* **Directions**
Reproduce all of the listing below without alteration.

* **Source data**
━━━━━━━━

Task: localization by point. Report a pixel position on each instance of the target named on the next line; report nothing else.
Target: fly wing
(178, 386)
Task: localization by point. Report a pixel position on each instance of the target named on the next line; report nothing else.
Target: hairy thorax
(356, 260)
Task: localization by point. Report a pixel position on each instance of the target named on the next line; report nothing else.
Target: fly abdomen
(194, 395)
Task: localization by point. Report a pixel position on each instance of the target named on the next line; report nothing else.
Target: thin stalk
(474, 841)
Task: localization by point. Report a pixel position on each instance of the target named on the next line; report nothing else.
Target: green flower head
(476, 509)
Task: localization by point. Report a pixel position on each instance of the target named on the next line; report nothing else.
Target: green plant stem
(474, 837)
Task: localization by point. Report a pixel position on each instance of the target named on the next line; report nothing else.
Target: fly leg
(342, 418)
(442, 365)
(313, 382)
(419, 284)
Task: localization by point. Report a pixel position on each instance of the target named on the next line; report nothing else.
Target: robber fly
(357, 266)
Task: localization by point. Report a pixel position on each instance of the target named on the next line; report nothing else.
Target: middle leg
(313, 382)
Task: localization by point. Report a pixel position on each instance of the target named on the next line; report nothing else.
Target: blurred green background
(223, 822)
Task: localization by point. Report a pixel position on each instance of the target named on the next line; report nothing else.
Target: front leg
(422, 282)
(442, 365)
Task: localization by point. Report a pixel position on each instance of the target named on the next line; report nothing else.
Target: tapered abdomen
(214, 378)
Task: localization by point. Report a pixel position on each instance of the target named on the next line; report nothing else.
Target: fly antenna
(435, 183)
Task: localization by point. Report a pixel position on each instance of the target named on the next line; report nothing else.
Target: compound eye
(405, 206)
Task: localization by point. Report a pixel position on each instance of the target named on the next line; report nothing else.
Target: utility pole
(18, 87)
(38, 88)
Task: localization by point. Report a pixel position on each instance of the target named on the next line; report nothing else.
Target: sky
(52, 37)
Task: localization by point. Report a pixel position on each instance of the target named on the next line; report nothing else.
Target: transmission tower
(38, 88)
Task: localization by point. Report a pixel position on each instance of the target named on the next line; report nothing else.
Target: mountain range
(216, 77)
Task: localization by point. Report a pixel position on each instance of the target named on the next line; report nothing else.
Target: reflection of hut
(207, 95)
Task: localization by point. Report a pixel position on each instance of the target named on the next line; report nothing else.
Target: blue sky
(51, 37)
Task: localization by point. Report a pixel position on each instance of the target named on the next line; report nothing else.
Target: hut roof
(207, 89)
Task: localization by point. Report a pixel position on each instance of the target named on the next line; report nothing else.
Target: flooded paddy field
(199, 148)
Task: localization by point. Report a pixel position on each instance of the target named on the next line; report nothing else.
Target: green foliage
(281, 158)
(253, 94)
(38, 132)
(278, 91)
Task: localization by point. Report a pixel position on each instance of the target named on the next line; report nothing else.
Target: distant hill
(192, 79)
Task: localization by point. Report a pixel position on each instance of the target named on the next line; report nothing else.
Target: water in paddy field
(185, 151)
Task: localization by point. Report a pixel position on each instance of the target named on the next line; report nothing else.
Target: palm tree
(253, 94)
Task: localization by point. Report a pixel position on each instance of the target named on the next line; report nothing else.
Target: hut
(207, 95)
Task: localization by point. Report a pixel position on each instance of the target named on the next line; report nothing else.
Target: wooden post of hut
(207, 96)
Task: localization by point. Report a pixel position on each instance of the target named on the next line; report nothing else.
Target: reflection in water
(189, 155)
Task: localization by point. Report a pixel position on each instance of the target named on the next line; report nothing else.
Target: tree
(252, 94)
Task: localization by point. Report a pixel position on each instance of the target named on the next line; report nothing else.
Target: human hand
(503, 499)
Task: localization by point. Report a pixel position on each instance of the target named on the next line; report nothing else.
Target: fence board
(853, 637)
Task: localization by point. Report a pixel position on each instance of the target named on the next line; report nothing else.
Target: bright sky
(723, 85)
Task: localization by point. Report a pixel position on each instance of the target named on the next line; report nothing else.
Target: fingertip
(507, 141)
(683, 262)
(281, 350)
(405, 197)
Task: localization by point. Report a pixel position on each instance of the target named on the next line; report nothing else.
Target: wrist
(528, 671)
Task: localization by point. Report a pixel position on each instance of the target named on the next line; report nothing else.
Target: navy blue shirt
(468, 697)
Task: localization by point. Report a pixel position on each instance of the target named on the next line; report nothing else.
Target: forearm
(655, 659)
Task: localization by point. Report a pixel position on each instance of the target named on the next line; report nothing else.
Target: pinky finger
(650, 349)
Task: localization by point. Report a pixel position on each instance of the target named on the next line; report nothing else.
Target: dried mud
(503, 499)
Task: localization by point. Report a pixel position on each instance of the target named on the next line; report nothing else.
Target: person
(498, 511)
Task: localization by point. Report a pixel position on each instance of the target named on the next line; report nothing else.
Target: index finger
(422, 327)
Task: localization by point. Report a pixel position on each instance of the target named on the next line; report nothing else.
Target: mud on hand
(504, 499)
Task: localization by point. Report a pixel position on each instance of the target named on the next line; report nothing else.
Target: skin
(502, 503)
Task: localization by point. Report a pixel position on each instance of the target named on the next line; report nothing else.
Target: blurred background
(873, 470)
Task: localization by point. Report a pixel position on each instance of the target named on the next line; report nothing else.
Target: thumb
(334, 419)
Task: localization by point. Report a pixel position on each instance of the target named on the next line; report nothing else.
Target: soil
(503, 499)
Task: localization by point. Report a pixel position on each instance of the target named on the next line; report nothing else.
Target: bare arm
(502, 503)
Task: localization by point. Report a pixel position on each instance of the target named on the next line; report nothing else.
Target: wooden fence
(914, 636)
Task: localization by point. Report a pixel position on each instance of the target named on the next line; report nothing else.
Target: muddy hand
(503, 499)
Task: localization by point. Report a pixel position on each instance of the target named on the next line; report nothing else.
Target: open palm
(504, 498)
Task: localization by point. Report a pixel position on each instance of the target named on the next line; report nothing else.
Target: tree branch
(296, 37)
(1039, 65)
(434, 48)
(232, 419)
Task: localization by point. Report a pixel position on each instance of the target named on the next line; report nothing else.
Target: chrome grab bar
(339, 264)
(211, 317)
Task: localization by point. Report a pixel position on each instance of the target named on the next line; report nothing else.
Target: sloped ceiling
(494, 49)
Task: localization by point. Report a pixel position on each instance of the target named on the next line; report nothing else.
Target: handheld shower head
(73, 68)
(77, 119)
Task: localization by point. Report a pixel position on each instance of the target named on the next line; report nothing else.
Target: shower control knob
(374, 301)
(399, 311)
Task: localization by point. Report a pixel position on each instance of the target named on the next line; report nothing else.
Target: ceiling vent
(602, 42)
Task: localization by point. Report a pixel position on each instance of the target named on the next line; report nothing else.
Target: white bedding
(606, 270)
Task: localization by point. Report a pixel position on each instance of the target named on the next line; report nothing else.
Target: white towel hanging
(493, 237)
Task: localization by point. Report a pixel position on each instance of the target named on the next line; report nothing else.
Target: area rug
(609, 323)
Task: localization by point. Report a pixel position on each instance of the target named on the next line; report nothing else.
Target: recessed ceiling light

━━━━━━━━

* **Task result**
Task: localization by point. Report a pixel position on each instance of the target named on the next line; report nothing else.
Target: fly wing
(178, 386)
Task: localization by point. Report a pixel position on each instance of the target named on the next line; report nothing else.
Target: hairy thorax
(356, 260)
Task: localization by point. Report a pixel position on each instance of the target named on the next line; report nothing else.
Target: fly abdomen
(194, 395)
Task: localization by point. Report a pixel position on each instance of the target named on the next line; report nothing else.
Target: thin stalk
(474, 841)
Task: localization by point. Report a pixel position on each instance of the target named on the next line; report nothing else.
Target: green flower head
(476, 509)
Task: localization by point. Report a pixel position on each instance of the target named on the next line; report nothing else.
Target: green plant stem
(474, 837)
Task: localization by point. Report a pixel position on each instance of the target named on the next line; report nothing else.
Target: fly leg
(342, 418)
(442, 365)
(313, 382)
(419, 284)
Task: localization by point. Report a pixel position on each instance of the target named on the next line; report nothing else.
Target: robber fly
(357, 266)
Task: localization by point. Report a pixel position on each instance of the target named on the next line; report nothing else.
Target: middle leg
(313, 382)
Task: localization by point. Report a pixel position on each instance of the target named on the next line; report nothing else.
Target: blurred green background
(223, 822)
Task: localization by point. Report a pixel position on each instance of the target named on the next line; report nothing else.
Target: front leg
(422, 282)
(442, 365)
Task: localization by point. Report a pixel position on each instance of the target named on the next line; report nothing else.
Target: tapered abdomen
(214, 378)
Task: localization by point. Report a pixel position on each instance of the target named on the next line; report nothing else.
Target: fly antenna
(435, 183)
Task: localization by point. Report a pixel position on each instance of the target named on the next line; report nothing else.
Target: compound eye
(405, 206)
Task: localization by point. Report a pixel position on each instance of the target named on the next line; report nothing else.
Target: utility pole
(18, 87)
(38, 88)
Task: localization by point. Report a pixel position on each instance of the target named on the next line; report nothing else.
Target: sky
(52, 37)
Task: localization by point. Report a pixel position on each instance of the target named on the next line; report nothing else.
Target: transmission tower
(38, 88)
Task: localization by point. Report a pixel position on each instance of the target named on the next line; report nothing else.
Target: mountain range
(216, 77)
Task: localization by point. Report a pixel position on each instance of the target named on the next line; report nothing else.
Target: reflection of hut
(207, 95)
Task: localization by point. Report a pixel position on each instance of the target named on the next line; report nothing else.
Target: blue sky
(51, 37)
Task: localization by point. Report a pixel position on each instance of the target named on the next line; report nothing else.
Target: hut roof
(207, 89)
Task: localization by point. Report a pixel position on each instance of the target named on the next line; report nothing else.
Target: flooded paddy field
(199, 148)
Task: localization by point. Report a pixel position on each instance of the target named on the next line; report nothing else.
Target: green foliage
(281, 158)
(253, 94)
(38, 132)
(278, 91)
Task: localization by point. Report a pixel position on each instance of the target named on the next line; report nothing else.
Target: distant hill
(192, 79)
Task: localization by point. Report a pixel position on each instance of the target named on the next line; report nothing else.
Target: water in paddy field
(185, 151)
Task: localization by point. Report a pixel position on each instance of the target named on the next line; report nothing else.
Target: palm tree
(253, 94)
Task: localization by point. Report a pixel position on each instance of the target named on the next line; report nothing else.
Target: hut
(207, 95)
Task: localization by point. Report a pixel position on each instance of the target named on the next line; report nothing else.
Target: wooden post of hut
(207, 96)
Task: localization by point. Report a pixel position on each instance of the target named on the next line; report nothing else.
Target: reflection in water
(189, 155)
Task: localization by point. Report a pixel position on each instance of the target named on the next line; report nothing else.
Target: tree
(252, 94)
Task: localization by point. Report a pixel position on each instance of the target named on the next line; report nothing else.
Target: human hand
(503, 499)
Task: localization by point. Report a pixel position on each instance of the target named on the next line; report nothing else.
Target: fence board
(853, 637)
Task: localization by point. Report a pixel position on each instance of the target named on the next line; report nothing else.
Target: bright sky
(723, 85)
Task: localization by point. Report a pixel position on each instance of the target named on the next line; report nothing else.
Target: fingertip
(507, 141)
(683, 262)
(281, 350)
(405, 197)
Task: localization by point. Report a pixel position on each instance of the target named on the next line; report nothing else.
Target: wrist
(528, 671)
Task: localization by point. Report a pixel position on each instance of the target named on the next line; report nothing else.
Target: navy blue shirt
(468, 697)
Task: localization by point. Report a pixel position on each instance of the target named on the next line; report nothing else.
Target: forearm
(655, 659)
Task: localization by point. Report a pixel position on each instance of the target named on the next line; report nothing else.
Target: pinky finger
(650, 349)
Task: localization by point. Report a pixel position on each instance of the target named on the next line; report nothing else.
Target: dried mud
(503, 499)
Task: localization by point. Report a pixel position on each instance of the target named on the next line; report nothing else.
Target: person
(498, 511)
Task: localization by point. Report a pixel position on each instance of the target named on the next line; report nothing else.
Target: index finger
(422, 327)
Task: localization by point. Report a pixel position on each instance of the target named on the next line; report nothing else.
Target: mud on hand
(504, 499)
Task: localization by point. Report a pixel position on each instance of the target named on the next line; report nothing else.
Target: skin
(502, 503)
Task: localization by point. Report a pixel position on each instance of the target named on the next line; report nothing else.
Target: blurred background
(873, 470)
Task: localization by point. Report a pixel position on each instance of the target named on the next line; report nothing else.
Target: thumb
(334, 419)
Task: localization by point. Report a pixel position on each instance of the target named on the next line; report nothing else.
Target: soil
(503, 499)
Task: localization by point. Report a pixel position on each instance of the target named on the next line; report nothing else.
Target: bare arm
(502, 503)
Task: localization by point. Report a pixel position on each instance of the target named on the next line; report nothing else.
Target: wooden fence
(914, 636)
Task: localization by point. Report a pixel position on each instance of the target named on the next line; report nothing else.
Target: muddy hand
(503, 499)
Task: localization by point. Report a pixel position on each instance of the target named on the next line; report nothing else.
Target: open palm
(504, 498)
Task: localization by point. Report a pixel position on each instance of the target named on the next line; report nothing else.
Target: tree branch
(296, 37)
(1039, 65)
(434, 48)
(232, 419)
Task: localization by point. Report a pixel position on each instance of the target named on the next line; report nothing else.
Target: chrome grab bar
(339, 264)
(211, 317)
Task: localization by point. Report a pixel position on each instance of the target named on the next line; report nothing else.
Target: sloped ceiling
(494, 49)
Task: localization by point. Report a pixel position on each instance of the target named on the next line; report nothing else.
Target: handheld shower head
(73, 68)
(77, 119)
Task: localization by point. Report a pixel position on each instance of the target named on the next line; report nothing else.
Target: shower control knob
(374, 301)
(399, 311)
Task: localization by point. Report a pixel position on each instance of the target named on the next line; report nothing else.
Target: ceiling vent
(602, 42)
Task: localization by point. Report a pixel position on each instance of the target named on the next line; report nothing else.
Target: white bedding
(606, 270)
Task: localization by point. Report a pixel position on each instance of the target named on the next line; report nothing else.
Target: white towel hanging
(493, 237)
Task: localization by point. Report a pixel position on each instance of the target named on the next line; report nothing else.
Target: area rug
(609, 323)
Task: localization by point. Report a pixel position on each instance of the target named on the next line; report nothing else.
Target: recessed ceiling light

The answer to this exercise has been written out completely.